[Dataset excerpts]
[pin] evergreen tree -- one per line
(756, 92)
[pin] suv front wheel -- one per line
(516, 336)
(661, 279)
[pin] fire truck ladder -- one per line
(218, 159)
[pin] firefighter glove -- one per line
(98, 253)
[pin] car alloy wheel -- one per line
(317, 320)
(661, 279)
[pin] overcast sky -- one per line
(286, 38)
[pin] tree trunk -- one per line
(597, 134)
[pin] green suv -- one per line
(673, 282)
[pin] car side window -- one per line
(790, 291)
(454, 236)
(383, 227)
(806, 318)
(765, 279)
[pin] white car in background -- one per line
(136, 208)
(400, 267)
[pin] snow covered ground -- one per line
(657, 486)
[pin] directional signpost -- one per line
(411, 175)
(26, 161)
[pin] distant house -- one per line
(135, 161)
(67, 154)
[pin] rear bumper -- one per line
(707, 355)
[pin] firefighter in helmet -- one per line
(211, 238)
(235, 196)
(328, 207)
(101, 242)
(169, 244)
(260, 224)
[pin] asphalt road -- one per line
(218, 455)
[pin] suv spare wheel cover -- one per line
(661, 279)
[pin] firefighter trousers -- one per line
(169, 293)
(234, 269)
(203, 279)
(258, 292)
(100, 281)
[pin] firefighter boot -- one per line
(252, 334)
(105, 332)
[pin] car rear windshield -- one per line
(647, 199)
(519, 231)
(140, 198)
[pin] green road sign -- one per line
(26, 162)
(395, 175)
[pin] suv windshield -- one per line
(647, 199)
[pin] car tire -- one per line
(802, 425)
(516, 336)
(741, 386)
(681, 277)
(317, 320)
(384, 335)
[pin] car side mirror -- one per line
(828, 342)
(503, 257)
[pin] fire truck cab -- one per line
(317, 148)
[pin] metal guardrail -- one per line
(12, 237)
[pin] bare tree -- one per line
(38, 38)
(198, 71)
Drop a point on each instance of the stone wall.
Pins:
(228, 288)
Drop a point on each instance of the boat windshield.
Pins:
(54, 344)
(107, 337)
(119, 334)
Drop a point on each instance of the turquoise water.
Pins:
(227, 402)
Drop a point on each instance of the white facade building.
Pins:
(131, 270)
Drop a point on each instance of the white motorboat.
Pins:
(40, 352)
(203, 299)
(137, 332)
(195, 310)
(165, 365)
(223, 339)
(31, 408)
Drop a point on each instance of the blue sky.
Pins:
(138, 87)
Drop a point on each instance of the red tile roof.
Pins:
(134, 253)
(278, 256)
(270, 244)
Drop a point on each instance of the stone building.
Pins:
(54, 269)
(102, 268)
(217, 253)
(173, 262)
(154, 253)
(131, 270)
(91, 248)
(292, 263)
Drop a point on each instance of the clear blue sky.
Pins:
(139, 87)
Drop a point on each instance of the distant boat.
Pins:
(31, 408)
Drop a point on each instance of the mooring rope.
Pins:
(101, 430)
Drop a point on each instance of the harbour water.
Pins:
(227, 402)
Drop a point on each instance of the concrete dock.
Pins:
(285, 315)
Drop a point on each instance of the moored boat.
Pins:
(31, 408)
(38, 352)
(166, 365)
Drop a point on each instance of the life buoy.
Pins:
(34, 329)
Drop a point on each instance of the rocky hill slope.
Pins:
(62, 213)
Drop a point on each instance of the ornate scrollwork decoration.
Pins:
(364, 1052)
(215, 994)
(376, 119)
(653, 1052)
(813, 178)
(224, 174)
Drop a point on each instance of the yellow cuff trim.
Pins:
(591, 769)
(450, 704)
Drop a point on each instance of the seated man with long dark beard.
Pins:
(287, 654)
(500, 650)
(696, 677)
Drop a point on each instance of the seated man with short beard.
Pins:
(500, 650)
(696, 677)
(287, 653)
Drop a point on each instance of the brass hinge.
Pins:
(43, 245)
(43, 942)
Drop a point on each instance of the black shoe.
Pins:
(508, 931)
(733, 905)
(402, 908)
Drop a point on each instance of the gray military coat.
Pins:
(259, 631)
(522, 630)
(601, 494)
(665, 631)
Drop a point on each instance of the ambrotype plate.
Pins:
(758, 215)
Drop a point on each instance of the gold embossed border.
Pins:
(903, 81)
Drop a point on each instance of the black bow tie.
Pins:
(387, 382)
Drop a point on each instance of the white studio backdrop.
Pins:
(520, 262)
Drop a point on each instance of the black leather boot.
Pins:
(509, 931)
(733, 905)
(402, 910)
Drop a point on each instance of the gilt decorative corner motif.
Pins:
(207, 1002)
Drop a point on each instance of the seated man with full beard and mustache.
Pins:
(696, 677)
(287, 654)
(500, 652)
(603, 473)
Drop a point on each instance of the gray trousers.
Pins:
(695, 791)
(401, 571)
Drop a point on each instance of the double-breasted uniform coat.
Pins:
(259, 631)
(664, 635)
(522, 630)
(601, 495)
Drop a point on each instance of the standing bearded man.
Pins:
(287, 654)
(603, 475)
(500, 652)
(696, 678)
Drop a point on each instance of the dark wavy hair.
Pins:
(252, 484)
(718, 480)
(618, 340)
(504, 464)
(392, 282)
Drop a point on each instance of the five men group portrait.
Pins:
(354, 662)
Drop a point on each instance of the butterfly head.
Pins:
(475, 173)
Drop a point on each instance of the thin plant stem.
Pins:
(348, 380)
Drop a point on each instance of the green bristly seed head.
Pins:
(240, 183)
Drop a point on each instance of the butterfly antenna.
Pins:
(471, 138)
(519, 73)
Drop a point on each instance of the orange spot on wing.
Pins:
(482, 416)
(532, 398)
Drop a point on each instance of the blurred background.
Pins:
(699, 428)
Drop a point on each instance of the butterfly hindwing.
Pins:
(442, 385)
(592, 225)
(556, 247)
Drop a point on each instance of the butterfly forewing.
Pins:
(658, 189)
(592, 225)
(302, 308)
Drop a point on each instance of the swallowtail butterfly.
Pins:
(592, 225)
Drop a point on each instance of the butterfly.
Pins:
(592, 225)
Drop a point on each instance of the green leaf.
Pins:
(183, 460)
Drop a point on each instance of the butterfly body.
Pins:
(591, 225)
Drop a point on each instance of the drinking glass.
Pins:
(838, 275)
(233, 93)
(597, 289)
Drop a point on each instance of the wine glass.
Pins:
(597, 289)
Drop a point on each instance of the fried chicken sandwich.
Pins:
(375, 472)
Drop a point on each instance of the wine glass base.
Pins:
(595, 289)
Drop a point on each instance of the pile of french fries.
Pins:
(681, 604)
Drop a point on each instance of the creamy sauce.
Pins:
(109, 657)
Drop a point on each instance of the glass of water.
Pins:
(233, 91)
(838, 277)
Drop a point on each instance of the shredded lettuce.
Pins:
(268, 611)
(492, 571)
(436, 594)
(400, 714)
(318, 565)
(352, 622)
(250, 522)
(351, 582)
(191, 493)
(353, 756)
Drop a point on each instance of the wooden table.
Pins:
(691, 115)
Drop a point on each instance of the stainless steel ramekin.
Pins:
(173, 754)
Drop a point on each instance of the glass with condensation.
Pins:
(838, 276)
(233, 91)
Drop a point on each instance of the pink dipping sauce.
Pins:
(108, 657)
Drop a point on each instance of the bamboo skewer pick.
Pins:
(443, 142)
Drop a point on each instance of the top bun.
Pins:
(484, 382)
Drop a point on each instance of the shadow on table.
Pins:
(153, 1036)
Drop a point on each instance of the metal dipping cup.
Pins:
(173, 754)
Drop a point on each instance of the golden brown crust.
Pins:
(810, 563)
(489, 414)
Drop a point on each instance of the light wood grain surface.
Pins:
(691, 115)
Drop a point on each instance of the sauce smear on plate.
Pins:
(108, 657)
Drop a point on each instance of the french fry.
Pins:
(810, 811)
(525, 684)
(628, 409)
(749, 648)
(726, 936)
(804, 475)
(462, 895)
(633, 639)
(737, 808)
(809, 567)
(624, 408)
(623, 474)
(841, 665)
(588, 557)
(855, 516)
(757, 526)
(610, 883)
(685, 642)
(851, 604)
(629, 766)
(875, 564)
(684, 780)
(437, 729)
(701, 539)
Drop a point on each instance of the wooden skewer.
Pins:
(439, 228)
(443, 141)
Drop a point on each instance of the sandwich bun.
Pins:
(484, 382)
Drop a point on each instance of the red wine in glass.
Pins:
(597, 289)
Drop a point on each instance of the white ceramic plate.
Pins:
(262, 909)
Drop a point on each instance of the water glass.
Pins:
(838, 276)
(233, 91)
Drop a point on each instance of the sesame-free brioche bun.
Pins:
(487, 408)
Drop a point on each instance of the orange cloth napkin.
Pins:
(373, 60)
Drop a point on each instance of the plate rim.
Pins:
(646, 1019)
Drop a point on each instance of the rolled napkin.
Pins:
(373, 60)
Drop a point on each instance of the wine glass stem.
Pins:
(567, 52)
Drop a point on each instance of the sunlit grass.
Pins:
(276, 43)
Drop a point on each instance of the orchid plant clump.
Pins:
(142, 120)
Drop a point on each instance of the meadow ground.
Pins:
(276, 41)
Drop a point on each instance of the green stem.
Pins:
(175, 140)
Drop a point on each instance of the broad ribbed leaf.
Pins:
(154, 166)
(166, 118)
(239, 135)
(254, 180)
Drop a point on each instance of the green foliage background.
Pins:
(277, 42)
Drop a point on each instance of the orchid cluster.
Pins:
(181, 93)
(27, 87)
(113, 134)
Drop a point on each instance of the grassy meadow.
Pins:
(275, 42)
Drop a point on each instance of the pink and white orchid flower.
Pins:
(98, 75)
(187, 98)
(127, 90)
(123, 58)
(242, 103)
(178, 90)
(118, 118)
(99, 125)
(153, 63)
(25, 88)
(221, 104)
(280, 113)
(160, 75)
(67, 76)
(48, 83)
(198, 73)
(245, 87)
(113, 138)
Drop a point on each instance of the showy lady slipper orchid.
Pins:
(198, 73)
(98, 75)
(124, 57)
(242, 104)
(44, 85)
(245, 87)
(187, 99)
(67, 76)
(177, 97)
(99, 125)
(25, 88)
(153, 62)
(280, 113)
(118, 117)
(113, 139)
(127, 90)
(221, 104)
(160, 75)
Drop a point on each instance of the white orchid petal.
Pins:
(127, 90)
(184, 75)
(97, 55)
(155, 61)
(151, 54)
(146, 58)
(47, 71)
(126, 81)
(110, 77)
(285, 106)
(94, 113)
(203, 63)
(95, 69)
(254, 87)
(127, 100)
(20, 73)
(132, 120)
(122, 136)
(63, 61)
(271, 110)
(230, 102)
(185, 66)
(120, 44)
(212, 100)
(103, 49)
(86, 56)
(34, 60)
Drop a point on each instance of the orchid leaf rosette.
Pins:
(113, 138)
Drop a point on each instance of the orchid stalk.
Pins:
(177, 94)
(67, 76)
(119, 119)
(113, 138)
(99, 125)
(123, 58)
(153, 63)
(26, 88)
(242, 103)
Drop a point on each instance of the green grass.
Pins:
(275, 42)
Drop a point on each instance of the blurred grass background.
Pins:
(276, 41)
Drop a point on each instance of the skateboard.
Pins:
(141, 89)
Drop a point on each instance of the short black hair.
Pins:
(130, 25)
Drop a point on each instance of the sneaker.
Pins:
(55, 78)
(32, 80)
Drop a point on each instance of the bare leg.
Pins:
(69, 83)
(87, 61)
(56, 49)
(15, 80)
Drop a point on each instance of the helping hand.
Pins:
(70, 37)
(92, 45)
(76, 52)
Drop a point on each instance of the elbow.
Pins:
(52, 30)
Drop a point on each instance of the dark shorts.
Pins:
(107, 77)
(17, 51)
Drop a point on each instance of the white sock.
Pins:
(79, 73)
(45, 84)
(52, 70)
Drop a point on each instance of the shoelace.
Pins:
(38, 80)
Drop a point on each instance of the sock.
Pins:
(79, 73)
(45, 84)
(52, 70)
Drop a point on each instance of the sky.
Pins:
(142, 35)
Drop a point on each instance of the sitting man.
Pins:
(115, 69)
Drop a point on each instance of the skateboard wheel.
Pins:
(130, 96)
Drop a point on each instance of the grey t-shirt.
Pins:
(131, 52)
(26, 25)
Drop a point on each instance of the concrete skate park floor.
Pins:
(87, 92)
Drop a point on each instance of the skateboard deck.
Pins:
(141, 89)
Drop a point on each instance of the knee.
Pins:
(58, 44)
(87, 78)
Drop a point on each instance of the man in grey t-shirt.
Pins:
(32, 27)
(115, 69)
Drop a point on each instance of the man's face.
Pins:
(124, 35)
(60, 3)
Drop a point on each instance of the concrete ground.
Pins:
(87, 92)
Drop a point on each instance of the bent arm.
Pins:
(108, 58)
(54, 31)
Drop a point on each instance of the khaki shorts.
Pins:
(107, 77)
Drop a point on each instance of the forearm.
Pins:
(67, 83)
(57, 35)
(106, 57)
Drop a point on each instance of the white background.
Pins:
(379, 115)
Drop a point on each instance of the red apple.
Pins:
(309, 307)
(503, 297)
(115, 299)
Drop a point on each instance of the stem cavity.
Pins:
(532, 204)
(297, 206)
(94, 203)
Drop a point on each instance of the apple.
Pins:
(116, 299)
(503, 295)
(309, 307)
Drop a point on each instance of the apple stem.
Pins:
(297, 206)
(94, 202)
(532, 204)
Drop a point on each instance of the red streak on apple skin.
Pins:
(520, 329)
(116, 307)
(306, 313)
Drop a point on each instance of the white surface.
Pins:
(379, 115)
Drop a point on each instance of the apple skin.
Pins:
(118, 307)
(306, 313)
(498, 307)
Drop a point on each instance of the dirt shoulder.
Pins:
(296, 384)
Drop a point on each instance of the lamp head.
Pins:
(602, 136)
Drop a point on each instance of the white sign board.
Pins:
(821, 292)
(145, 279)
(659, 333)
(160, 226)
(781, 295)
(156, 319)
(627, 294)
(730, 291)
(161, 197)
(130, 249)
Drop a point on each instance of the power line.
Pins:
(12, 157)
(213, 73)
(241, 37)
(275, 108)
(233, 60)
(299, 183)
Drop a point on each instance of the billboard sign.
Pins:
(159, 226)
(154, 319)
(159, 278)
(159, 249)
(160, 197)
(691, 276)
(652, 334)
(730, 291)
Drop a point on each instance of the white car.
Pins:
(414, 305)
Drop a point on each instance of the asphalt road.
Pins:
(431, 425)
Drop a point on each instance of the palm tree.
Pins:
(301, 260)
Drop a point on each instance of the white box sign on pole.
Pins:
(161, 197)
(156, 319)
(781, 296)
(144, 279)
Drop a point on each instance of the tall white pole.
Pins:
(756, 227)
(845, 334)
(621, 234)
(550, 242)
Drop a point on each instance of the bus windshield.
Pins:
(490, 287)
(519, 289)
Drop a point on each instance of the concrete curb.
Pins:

*TRY IT*: How many of the lines above include the string "with"? Give only the number.

*RESULT OF THE TASK*: 4